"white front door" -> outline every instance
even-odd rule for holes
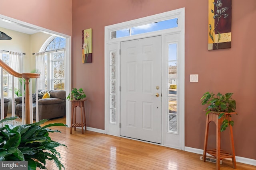
[[[120,43],[120,135],[161,143],[161,37]]]

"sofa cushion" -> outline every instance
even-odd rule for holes
[[[46,93],[44,95],[42,99],[46,99],[47,98],[51,98],[51,95],[49,92]]]
[[[58,98],[66,100],[66,91],[61,90],[54,90],[50,92],[51,98]]]
[[[32,102],[33,103],[36,103],[36,94],[33,93],[32,94]]]
[[[38,96],[42,97],[46,94],[50,90],[43,90],[38,92]]]

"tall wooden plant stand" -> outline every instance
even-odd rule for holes
[[[231,121],[230,115],[236,114],[236,112],[225,113],[226,117],[228,119],[228,121]],[[231,145],[232,153],[229,153],[227,152],[220,149],[220,126],[222,124],[223,118],[218,119],[218,112],[211,112],[209,113],[206,116],[206,123],[205,129],[205,135],[204,136],[204,154],[203,155],[203,160],[205,162],[206,153],[216,158],[216,169],[219,170],[220,168],[220,160],[225,158],[232,158],[233,168],[236,169],[236,163],[235,155],[235,148],[233,139],[233,129],[232,126],[229,126],[230,130],[230,140]],[[209,124],[211,121],[213,121],[216,124],[216,149],[208,150],[207,142],[208,140],[208,132],[209,131]]]
[[[86,123],[85,119],[85,111],[84,110],[84,101],[86,100],[70,100],[72,106],[71,112],[71,127],[70,127],[70,134],[72,134],[72,129],[74,127],[74,130],[76,130],[76,127],[81,127],[82,128],[82,133],[84,134],[84,127],[86,130]],[[81,109],[81,123],[76,123],[76,107],[78,106]],[[73,119],[74,114],[75,117]]]

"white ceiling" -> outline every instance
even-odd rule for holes
[[[0,20],[0,27],[28,34],[33,34],[39,32],[39,31],[38,30],[27,28],[23,26],[11,23],[11,22],[6,22],[1,20]],[[0,29],[0,31],[1,31]]]

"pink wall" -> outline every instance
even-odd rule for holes
[[[233,0],[232,48],[211,51],[207,49],[208,2],[199,1],[72,1],[73,82],[86,90],[90,107],[87,125],[104,129],[104,27],[185,7],[185,146],[203,148],[206,117],[201,110],[205,107],[199,101],[202,94],[233,92],[238,113],[232,117],[236,155],[256,159],[252,151],[256,150],[256,48],[252,33],[256,27],[256,1]],[[89,28],[93,31],[93,61],[83,64],[81,34]],[[190,74],[198,74],[199,82],[190,82]],[[210,129],[209,147],[215,141],[214,128]],[[226,132],[222,133],[222,141],[228,140]],[[222,143],[228,150],[229,143]]]
[[[1,0],[0,14],[71,35],[71,5],[70,0]]]
[[[36,3],[42,3],[38,0],[22,3],[4,0],[0,14],[72,35],[73,86],[83,88],[88,96],[87,126],[103,129],[104,27],[185,7],[185,146],[203,149],[206,118],[201,110],[205,107],[199,101],[202,94],[233,92],[238,113],[232,117],[236,155],[256,159],[256,1],[232,1],[232,48],[211,51],[207,50],[206,0],[73,0],[71,14],[71,1],[67,0],[45,0],[43,4]],[[93,31],[93,63],[82,64],[81,33],[89,28]],[[190,74],[198,74],[199,82],[190,82]],[[210,129],[209,146],[215,141],[214,128]],[[222,134],[222,141],[228,142],[222,147],[228,149],[227,132]]]

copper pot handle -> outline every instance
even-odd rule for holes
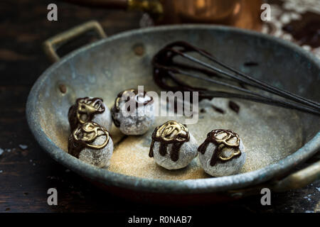
[[[304,187],[319,179],[320,179],[320,160],[274,182],[272,189],[276,192],[296,189]]]
[[[100,38],[107,37],[101,25],[96,21],[90,21],[46,40],[43,43],[43,50],[52,62],[58,62],[60,60],[60,57],[57,54],[57,49],[63,43],[89,31],[95,31]]]

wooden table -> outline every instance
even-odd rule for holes
[[[107,34],[112,35],[139,28],[142,16],[56,2],[58,21],[49,22],[47,6],[51,2],[0,2],[0,153],[4,151],[0,155],[0,212],[174,211],[175,208],[134,203],[95,188],[52,160],[33,138],[26,120],[25,106],[32,84],[50,65],[42,51],[42,42],[92,19],[101,23]],[[47,190],[50,187],[58,189],[58,206],[47,204]],[[254,196],[230,204],[180,208],[180,211],[188,214],[205,210],[320,212],[319,200],[320,181],[317,181],[304,189],[272,194],[271,206],[262,206],[260,196]]]

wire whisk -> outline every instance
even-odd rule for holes
[[[188,54],[188,52],[196,52],[213,64],[203,62]],[[193,63],[186,64],[186,62],[175,60],[175,57],[178,56]],[[154,56],[152,65],[154,79],[161,88],[172,92],[198,92],[200,100],[211,99],[214,97],[237,98],[320,115],[319,102],[257,79],[217,60],[207,51],[184,41],[174,42],[160,50]],[[228,87],[239,92],[196,87],[186,83],[183,76]],[[254,89],[250,89],[247,87]],[[265,92],[262,92],[262,91]],[[266,94],[265,92],[275,94],[281,99]]]

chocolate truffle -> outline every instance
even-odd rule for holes
[[[198,150],[202,167],[213,177],[237,174],[245,164],[245,146],[239,135],[230,130],[212,131]]]
[[[111,109],[113,122],[124,134],[142,135],[154,122],[154,107],[152,97],[145,92],[123,91],[117,95]]]
[[[98,167],[107,167],[113,153],[112,139],[103,126],[86,122],[70,135],[68,153]]]
[[[107,130],[111,130],[112,123],[110,111],[100,98],[78,99],[69,109],[68,118],[71,132],[79,125],[88,121],[94,121]]]
[[[149,156],[167,170],[181,169],[198,155],[197,148],[186,125],[169,121],[154,130]]]

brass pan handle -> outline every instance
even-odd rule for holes
[[[272,189],[277,192],[299,189],[304,187],[319,179],[320,160],[276,182]]]
[[[58,62],[60,57],[58,55],[56,50],[59,47],[68,40],[92,30],[95,31],[101,38],[107,37],[101,25],[96,21],[90,21],[46,40],[43,43],[44,52],[52,62]]]

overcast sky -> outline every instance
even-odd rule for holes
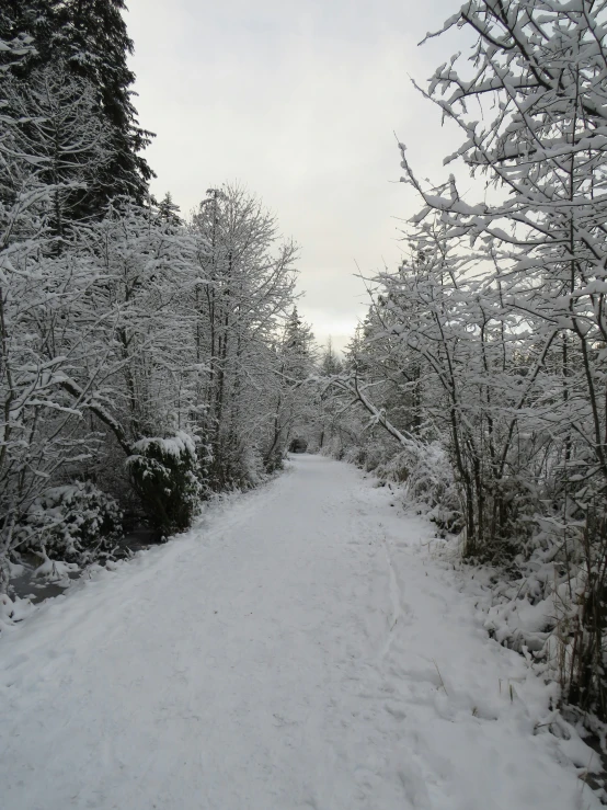
[[[366,309],[359,271],[394,265],[417,208],[394,133],[443,176],[457,133],[411,85],[461,47],[417,47],[457,0],[127,0],[136,106],[157,134],[152,191],[184,214],[239,181],[300,246],[300,310],[342,347]]]

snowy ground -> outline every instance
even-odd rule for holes
[[[2,810],[600,807],[549,689],[391,503],[298,457],[3,634]]]

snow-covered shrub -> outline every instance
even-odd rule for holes
[[[453,466],[438,442],[401,450],[380,464],[379,478],[405,483],[406,499],[419,504],[431,521],[450,533],[462,529],[461,501]]]
[[[127,458],[144,509],[163,536],[190,527],[202,495],[194,438],[176,431],[165,438],[141,438]]]
[[[18,527],[18,546],[44,558],[87,562],[113,545],[122,517],[114,499],[90,481],[53,487],[30,506]]]

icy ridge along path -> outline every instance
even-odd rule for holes
[[[4,634],[2,810],[598,808],[390,499],[296,458]]]

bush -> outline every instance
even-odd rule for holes
[[[127,458],[135,490],[163,537],[184,532],[202,497],[196,445],[177,431],[168,438],[141,438]]]
[[[48,489],[18,527],[18,545],[58,559],[89,562],[122,534],[122,512],[90,481]]]

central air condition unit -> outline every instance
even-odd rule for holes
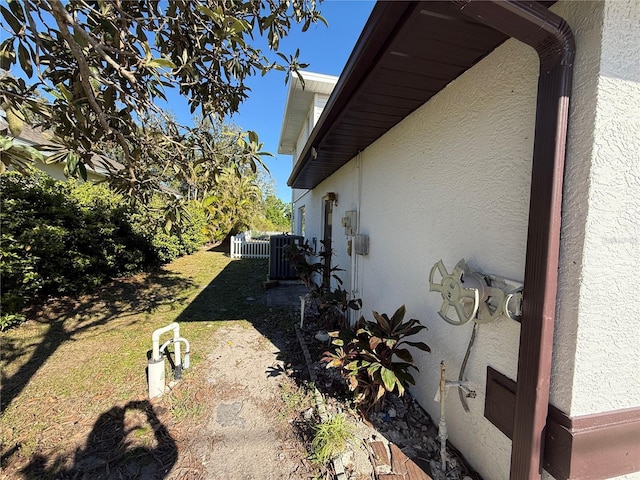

------------------------------------

▸ The problem
Give all the lines above as a JSON list of strings, one string per line, with blank lines left out. Leave the pictures out of the list.

▸ The response
[
  "\"white front door\" -> outline every instance",
  "even-odd rule for holes",
  "[[[120,43],[120,135],[161,143],[161,37]]]",
  "\"sofa cushion\" -> outline every instance",
  "even-odd rule for holes",
  "[[[46,93],[44,95],[42,99],[46,99],[47,98],[51,98],[51,95],[49,92]]]",
  "[[[58,98],[66,100],[66,91],[61,90],[54,90],[50,92],[51,98]]]",
  "[[[32,102],[33,103],[36,103],[36,94],[33,93],[32,94]]]",
  "[[[38,96],[42,97],[46,94],[50,90],[43,90],[38,92]]]",
  "\"tall wooden plant stand\" -> outline every instance",
  "even-odd rule for holes",
  "[[[231,121],[230,115],[236,114],[236,112],[225,113],[226,117],[228,119],[228,121]],[[231,145],[232,153],[229,153],[227,152],[220,149],[220,126],[222,124],[223,118],[218,119],[218,112],[211,112],[209,113],[206,116],[206,123],[205,129],[205,135],[204,136],[204,154],[203,155],[203,160],[205,162],[206,153],[216,158],[216,169],[219,170],[220,168],[220,160],[225,158],[232,158],[233,168],[236,169],[236,163],[235,155],[235,148],[233,139],[233,129],[232,126],[229,126],[230,130],[230,140]],[[209,124],[211,121],[213,121],[216,124],[216,149],[208,150],[207,142],[208,140],[208,132],[209,131]]]",
  "[[[86,123],[85,119],[85,111],[84,110],[84,101],[86,100],[70,100],[72,106],[71,112],[71,127],[70,127],[70,134],[72,134],[72,129],[74,127],[74,130],[76,130],[76,127],[81,127],[82,128],[82,133],[84,134],[84,127],[86,130]],[[81,109],[81,123],[76,123],[76,107],[78,106]],[[73,119],[74,114],[75,117]]]",
  "\"white ceiling\" -> outline every instance",
  "even-odd rule for holes",
  "[[[0,20],[0,27],[28,34],[33,34],[39,32],[39,31],[38,30],[27,28],[23,26],[11,23],[11,22],[6,22],[1,20]],[[0,29],[0,31],[1,31]]]",
  "\"pink wall\" -> outline every instance",
  "even-odd rule for holes",
  "[[[233,0],[232,48],[211,51],[207,49],[208,2],[199,1],[72,1],[73,82],[86,90],[90,107],[87,125],[104,129],[104,27],[185,7],[185,146],[203,148],[206,117],[201,110],[205,107],[199,101],[202,94],[233,92],[238,113],[232,117],[236,155],[256,159],[252,151],[256,150],[256,48],[252,33],[256,27],[256,1]],[[89,28],[93,31],[93,61],[83,64],[81,34]],[[190,74],[198,74],[199,82],[190,82]],[[210,129],[209,147],[215,141],[214,128]],[[226,132],[222,133],[222,141],[228,140]],[[222,143],[228,150],[229,143]]]",
  "[[[1,0],[0,14],[71,35],[71,5],[70,0]]]",
  "[[[36,3],[42,3],[38,0],[22,3],[4,0],[0,14],[72,35],[73,86],[83,88],[88,96],[87,126],[103,129],[104,27],[185,7],[185,146],[203,149],[206,118],[201,110],[205,107],[199,101],[202,94],[233,92],[238,113],[232,117],[236,155],[256,159],[256,1],[232,1],[232,48],[211,51],[207,50],[206,0],[73,0],[71,14],[71,1],[67,0],[45,0],[43,4]],[[93,31],[93,63],[82,64],[81,33],[89,28]],[[190,74],[198,74],[199,82],[190,82]],[[210,129],[209,146],[215,141],[214,128]],[[222,134],[222,141],[228,142],[222,147],[228,149],[227,132]]]",
  "copper pot handle -> outline every instance",
  "even-odd rule for holes",
  "[[[304,187],[319,179],[320,179],[320,160],[274,182],[272,189],[276,192],[296,189]]]",
  "[[[100,38],[107,37],[101,25],[96,21],[90,21],[46,40],[43,43],[43,50],[52,62],[58,62],[60,60],[60,57],[57,54],[57,49],[63,43],[89,31],[95,31]]]",
  "wooden table -> outline every instance",
  "even-odd rule for holes",
  "[[[107,34],[112,35],[139,28],[142,16],[56,2],[58,21],[49,22],[47,6],[51,2],[0,2],[0,153],[4,151],[0,155],[0,212],[174,211],[175,208],[134,203],[95,188],[52,160],[33,138],[26,120],[25,106],[32,84],[50,65],[42,51],[42,42],[92,19],[101,23]],[[47,190],[50,187],[58,189],[58,206],[47,204]],[[254,196],[230,204],[180,208],[180,211],[188,214],[205,210],[320,212],[319,200],[320,181],[317,181],[304,189],[272,194],[271,206],[262,206],[260,196]]]",
  "wire whisk -> outline every instance",
  "even-odd rule for holes",
  "[[[188,54],[188,52],[196,52],[213,64],[203,62]],[[193,63],[186,64],[186,62],[175,60],[175,57],[178,56]],[[154,56],[152,65],[154,79],[161,88],[172,92],[198,92],[200,100],[211,99],[214,97],[237,98],[320,115],[319,102],[257,79],[217,60],[207,51],[184,41],[174,42],[160,50]],[[228,87],[239,92],[196,87],[186,83],[183,76]],[[254,89],[250,89],[247,87]],[[265,92],[262,92],[262,91]],[[266,94],[265,92],[275,94],[281,99]]]",
  "chocolate truffle -> outline every instance",
  "even-odd rule for holes",
  "[[[198,150],[202,167],[213,177],[237,174],[245,164],[245,146],[239,135],[230,130],[212,131]]]",
  "[[[111,109],[113,122],[124,134],[142,135],[154,122],[154,107],[152,97],[145,92],[123,91],[117,95]]]",
  "[[[98,167],[107,167],[113,153],[112,139],[103,126],[86,122],[70,135],[68,153]]]",
  "[[[107,130],[111,130],[112,123],[110,111],[100,98],[78,99],[69,109],[68,118],[71,132],[79,125],[88,121],[94,121]]]",
  "[[[149,156],[167,170],[181,169],[198,155],[197,148],[186,125],[169,121],[154,130]]]",
  "brass pan handle -> outline every instance",
  "even-odd rule for holes",
  "[[[272,189],[277,192],[299,189],[304,187],[319,179],[320,160],[276,182]]]",
  "[[[58,62],[60,57],[58,55],[56,50],[59,47],[68,40],[92,30],[95,31],[101,38],[107,37],[101,25],[96,21],[90,21],[46,40],[43,43],[44,52],[52,62]]]",
  "overcast sky -> outline every instance",
  "even-odd rule for holes",
  "[[[366,309],[359,271],[394,265],[417,208],[394,133],[443,176],[457,133],[411,85],[461,47],[417,47],[457,0],[127,0],[136,106],[157,134],[152,191],[184,214],[239,181],[300,246],[300,310],[342,347]]]",
  "snowy ground -> outline every instance",
  "even-odd rule for holes",
  "[[[2,810],[600,807],[549,689],[391,503],[298,457],[3,634]]]",
  "snow-covered shrub -> outline every instance",
  "even-odd rule for holes",
  "[[[453,466],[438,442],[401,450],[380,464],[379,478],[405,483],[406,499],[419,504],[431,521],[450,533],[462,529],[461,501]]]",
  "[[[127,458],[144,509],[163,536],[190,527],[202,495],[194,438],[176,431],[165,438],[141,438]]]",
  "[[[18,527],[18,546],[44,558],[87,562],[113,545],[122,517],[114,499],[90,481],[53,487],[30,506]]]",
  "icy ridge along path -> outline every instance",
  "even-odd rule for holes",
  "[[[4,634],[2,810],[598,808],[390,499],[296,458]]]",
  "bush -> outline every instance",
  "even-odd rule for holes",
  "[[[127,458],[135,490],[163,537],[184,532],[202,497],[196,445],[177,431],[168,438],[141,438]]]",
  "[[[48,489],[18,527],[18,545],[58,559],[89,562],[122,534],[122,512],[90,481]]]",
  "central air condition unit -> outline every instance",
  "even-odd rule for holes"
]